═══ Records supplied

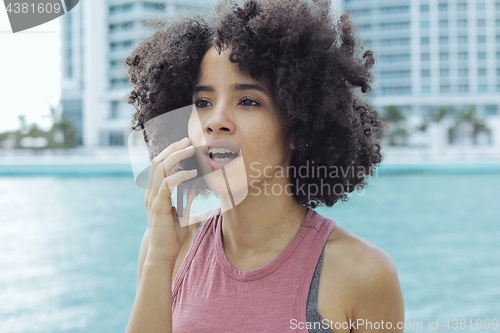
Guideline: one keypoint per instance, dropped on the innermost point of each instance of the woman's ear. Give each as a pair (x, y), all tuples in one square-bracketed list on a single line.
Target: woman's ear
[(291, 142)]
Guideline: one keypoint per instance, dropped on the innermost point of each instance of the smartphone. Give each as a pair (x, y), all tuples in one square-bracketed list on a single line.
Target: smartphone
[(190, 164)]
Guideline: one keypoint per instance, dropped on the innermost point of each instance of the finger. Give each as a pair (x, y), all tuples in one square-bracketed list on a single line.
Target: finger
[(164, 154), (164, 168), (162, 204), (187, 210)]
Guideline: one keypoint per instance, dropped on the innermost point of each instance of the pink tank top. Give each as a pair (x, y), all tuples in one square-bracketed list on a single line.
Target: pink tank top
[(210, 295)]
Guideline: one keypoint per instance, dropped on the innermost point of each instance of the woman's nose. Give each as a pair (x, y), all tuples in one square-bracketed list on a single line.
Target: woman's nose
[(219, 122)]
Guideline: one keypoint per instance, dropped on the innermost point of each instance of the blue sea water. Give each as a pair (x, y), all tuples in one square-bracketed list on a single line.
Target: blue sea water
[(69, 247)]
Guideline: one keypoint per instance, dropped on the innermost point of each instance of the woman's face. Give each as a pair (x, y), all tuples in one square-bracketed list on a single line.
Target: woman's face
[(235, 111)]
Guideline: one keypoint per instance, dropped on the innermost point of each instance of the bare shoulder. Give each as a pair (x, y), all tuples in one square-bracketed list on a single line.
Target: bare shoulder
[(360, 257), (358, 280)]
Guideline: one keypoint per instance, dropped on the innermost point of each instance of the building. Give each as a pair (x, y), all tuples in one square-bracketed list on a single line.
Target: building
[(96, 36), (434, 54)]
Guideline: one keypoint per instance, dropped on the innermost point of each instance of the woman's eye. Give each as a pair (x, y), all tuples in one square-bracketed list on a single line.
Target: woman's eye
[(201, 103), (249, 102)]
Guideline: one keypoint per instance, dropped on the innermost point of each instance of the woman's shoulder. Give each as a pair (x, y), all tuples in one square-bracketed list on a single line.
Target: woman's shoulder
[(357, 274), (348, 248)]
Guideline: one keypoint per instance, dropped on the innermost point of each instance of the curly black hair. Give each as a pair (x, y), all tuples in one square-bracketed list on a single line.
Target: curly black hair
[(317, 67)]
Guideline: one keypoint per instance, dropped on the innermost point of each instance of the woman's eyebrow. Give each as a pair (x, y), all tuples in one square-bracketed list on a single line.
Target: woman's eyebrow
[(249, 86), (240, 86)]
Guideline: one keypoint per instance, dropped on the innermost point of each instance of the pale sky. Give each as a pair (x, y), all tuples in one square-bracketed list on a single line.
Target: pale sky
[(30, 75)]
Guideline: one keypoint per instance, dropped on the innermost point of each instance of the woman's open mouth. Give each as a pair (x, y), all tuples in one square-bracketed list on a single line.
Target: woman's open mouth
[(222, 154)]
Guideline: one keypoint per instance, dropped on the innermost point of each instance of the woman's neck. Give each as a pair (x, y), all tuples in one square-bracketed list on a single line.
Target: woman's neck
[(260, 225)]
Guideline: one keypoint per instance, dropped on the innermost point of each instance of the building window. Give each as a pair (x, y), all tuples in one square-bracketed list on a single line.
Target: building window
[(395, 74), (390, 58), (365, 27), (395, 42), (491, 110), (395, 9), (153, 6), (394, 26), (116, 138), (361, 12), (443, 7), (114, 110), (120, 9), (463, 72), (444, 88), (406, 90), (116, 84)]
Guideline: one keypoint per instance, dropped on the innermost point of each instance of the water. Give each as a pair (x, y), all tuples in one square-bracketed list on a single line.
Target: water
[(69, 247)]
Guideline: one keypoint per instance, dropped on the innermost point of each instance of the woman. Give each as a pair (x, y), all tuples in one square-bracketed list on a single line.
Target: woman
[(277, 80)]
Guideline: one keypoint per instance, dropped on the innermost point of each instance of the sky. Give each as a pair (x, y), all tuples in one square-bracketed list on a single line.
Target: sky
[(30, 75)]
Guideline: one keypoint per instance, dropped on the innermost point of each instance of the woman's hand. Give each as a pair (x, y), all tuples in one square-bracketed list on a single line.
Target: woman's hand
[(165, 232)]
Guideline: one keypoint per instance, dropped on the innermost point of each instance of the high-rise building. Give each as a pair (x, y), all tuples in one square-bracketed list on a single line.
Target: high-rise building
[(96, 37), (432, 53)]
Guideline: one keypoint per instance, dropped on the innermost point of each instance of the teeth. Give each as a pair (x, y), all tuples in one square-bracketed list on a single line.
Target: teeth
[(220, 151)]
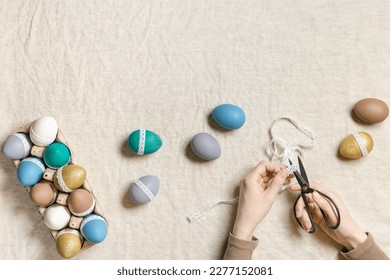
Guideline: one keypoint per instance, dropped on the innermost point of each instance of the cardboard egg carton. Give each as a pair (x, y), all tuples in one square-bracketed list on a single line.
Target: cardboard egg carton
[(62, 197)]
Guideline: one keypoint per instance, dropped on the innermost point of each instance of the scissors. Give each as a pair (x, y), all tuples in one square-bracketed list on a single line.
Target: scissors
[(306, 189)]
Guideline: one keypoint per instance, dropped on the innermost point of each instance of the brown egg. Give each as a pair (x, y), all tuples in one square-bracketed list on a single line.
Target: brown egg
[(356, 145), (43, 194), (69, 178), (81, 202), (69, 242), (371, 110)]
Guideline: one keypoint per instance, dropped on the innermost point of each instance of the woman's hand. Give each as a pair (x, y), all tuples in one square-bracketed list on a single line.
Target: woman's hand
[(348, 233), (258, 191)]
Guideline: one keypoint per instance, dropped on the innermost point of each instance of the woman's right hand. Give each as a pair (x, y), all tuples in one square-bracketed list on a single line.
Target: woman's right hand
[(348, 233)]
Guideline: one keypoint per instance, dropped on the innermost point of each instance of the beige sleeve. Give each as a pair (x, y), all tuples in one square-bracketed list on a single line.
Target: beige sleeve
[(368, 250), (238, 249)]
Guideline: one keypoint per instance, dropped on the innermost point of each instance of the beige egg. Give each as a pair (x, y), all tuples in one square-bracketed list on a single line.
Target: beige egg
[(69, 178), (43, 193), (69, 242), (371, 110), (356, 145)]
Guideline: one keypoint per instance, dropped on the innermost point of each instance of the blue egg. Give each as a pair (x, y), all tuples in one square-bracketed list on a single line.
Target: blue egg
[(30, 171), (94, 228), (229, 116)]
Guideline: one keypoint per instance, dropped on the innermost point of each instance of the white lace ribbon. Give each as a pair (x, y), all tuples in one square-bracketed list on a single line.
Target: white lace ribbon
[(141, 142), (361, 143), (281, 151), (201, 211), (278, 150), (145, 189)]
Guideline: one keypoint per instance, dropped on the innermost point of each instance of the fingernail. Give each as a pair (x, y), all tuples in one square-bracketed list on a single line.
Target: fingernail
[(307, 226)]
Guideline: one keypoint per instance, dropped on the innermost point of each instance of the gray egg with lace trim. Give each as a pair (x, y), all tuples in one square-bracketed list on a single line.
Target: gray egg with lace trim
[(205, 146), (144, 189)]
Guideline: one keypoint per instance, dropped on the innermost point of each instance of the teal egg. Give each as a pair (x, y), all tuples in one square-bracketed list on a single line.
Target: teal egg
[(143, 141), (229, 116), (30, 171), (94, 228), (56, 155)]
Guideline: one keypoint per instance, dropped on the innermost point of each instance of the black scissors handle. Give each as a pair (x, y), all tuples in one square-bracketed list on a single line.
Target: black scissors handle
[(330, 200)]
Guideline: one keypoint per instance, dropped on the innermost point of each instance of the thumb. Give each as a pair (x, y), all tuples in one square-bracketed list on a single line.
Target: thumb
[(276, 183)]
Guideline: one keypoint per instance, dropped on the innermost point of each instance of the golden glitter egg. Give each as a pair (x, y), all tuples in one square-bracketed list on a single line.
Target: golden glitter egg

══════

Aim of the task: Scan the listing for the string "golden" and copy every line that carries it.

Expected output:
Guideline: one keypoint per instance, dropped on the innermost point of each instance of the golden glitter egg. Give each as a pair (x, y), all tuples in one square-bracketed list on a single line.
Target: golden glitter egg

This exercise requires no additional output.